◆ **Problem 1**
Summarize the passage on the Rhode Island Colony in two sentences.

◆ **Passage given**
==*==
Rhode Island Colony

The Year: 1636

The Colony of Rhode Island
Scattered Europeans began to settle the area that would become Rhode Island as early as 1620, but the first permanent settlement was not established until 1636. When Roger Williams was banished from the Massachusetts Bay Colony for his religious beliefs, he took refuge among the Narragansett Native American tribe, who occupied the country at the head of Narragansett Bay. Canonicus, their chief, held the good man in high esteem, and presented him with a large tract of land, which the devout Williams named Providence.

A New England Colony
Other nonconformists followed Roger Williams to that region, including Anne Hutchinson and William Coddington, who founded Portsmouth in 1638. A short-lived dispute sent Coddington to the southern tip of Aquidneck Island (also purchased from the Narragansetts), where he established Newport in 1639. The fourth original town, Warwick, was settled in 1642 by Samuel Gorton, another dissident from Portsmouth.

These communities were founded on the principle of absolute freedom of conscience. Most of the settlers were people who couldn’t endure the rigors of Puritan theology, law, and custom. In fact, they couldn’t agree among themselves, and for many years Rhode Island was the most turbulent of all the New England colonies. Their soul liberty, as Roger Williams called it, apparently didn’t extend to civil matters.

To settle disputes over land titles and to dispose of town lands, Providence established in 1640 a court of arbitration consisting of five disposers, who served as a sort of executive board for the town. In all outward relations she remained isolated from her neighbors, pursuing a course of strictly local independence.

Portsmouth and Newport, for the sake of greater strength, united in March, 1640, and a year later agreed on a form of government which they called “a democratic or popular government.” They set up a governor, deputy governor, and four assistants, regularly elected, and provided that all laws should be made by the freemen or the major part of them. But it was only a was halfhearted effort—each town reserved complete control over its own affairs.

A Parliamentary Charter
Rhode Island was harassed for years by claims upon its territory by Massachusetts and Connecticut. Plymouth Colony, seeking a better harbor than that of Plymouth Bay, claimed the eastern mainland and the Hog, Conanicut, and Aquidneck Islands. Massachusetts Bay Colony claimed Pawtuxet, Warwick, and the Narragansett country in general. Connecticut Colony wanted to push her eastern boundary beyond the Pawcatuck River.

If each of these colonies made good its claim, there would be little left of the Rhode Island Colony. But the Rhode Islanders were plucky, and they successfully defended their rights. In spite of external encroachments and internal dissensions, the colony grew in strength and importance, and its trade extended in every direction.

Roger Williams secured a patent from the English Parliament in March 1643, which united the four towns into a single colony and confirmed their land claims. The charter was issued to the Incorporation of Providence Plantations in the Narragansett Bay in New England. It gave the people the power to govern themselves, but was simply a charter of incorporation—still no land grant.
==*==
◆ **Provided data**
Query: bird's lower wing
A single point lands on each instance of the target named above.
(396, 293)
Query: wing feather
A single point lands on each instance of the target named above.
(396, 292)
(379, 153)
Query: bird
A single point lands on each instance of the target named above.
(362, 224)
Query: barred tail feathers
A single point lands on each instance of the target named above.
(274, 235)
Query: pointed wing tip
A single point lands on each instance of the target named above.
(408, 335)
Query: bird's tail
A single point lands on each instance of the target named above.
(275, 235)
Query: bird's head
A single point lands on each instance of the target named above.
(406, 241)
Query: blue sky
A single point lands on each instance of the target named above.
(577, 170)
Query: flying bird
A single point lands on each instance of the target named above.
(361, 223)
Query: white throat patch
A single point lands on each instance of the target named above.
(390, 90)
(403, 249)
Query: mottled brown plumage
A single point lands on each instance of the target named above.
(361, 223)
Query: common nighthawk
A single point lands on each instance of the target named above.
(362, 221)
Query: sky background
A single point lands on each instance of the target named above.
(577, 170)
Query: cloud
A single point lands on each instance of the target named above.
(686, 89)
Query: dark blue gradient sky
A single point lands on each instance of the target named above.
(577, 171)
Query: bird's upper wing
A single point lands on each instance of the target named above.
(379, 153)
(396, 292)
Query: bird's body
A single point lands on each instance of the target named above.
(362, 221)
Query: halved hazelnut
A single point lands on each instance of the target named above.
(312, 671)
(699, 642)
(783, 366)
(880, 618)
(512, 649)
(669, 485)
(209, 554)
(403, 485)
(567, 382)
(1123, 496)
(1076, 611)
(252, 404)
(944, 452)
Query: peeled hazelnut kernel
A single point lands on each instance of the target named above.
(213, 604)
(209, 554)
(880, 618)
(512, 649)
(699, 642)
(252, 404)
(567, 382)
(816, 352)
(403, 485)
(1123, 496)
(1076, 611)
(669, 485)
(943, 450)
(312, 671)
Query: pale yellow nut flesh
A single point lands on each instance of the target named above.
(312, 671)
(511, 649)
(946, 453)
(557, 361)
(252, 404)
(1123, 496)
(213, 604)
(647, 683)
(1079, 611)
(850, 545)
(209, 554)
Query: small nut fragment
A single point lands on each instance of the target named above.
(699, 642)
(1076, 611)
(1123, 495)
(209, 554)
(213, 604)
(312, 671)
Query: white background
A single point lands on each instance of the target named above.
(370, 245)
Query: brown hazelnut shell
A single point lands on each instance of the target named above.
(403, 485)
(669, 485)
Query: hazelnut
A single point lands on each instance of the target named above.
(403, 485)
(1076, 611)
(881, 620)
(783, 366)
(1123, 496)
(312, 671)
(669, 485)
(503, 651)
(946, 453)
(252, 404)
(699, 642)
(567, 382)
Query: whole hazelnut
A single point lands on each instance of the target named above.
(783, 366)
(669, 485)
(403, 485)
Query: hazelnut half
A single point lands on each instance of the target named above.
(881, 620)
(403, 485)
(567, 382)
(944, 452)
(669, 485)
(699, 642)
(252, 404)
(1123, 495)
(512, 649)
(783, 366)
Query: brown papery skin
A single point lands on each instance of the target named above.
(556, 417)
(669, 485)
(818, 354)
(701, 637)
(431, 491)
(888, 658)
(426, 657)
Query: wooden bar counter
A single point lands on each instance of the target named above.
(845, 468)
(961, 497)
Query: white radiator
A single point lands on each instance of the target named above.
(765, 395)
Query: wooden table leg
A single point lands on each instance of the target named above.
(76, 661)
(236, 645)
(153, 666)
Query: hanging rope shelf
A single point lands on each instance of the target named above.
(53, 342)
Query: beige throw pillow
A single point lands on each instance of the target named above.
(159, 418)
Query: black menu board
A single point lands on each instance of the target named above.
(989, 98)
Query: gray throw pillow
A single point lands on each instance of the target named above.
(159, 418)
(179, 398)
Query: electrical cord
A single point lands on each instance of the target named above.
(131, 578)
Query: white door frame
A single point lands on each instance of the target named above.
==*==
◆ **Problem 2**
Please copy the records word for word, from the line containing "Query: wooden table leg" through the end of the records, with both ends included.

◆ **Final result 1**
After Roger Williams was banished from the Massachusetts Bay Colony for his religious beliefs, the Narragansett chief Canonicus gave him land that he named Providence, and other nonconformists went on to found Portsmouth, Newport, and Warwick on the principle of absolute freedom of conscience. Despite external encroachments and internal dissensions, the colony grew, and in March 1643 Williams secured a patent from the English Parliament that united the four towns into a single colony and confirmed their land claims.

◆ **Final result 2**
Query: wooden table leg
A single point lands on each instance of the target named above.
(76, 661)
(236, 645)
(153, 666)
Query: hanging rope shelf
A single point lands on each instance of the target named above.
(53, 342)
Query: beige throw pillow
A single point lands on each instance of the target named above.
(159, 418)
Query: black menu board
A single point lands on each instance of the target named above.
(989, 98)
Query: gray throw pillow
A single point lands on each instance of the target named above.
(159, 418)
(179, 398)
Query: electrical cord
A single point lands on each instance of the target named above.
(131, 578)
Query: white door frame
A single point lands on each instance of the target named above.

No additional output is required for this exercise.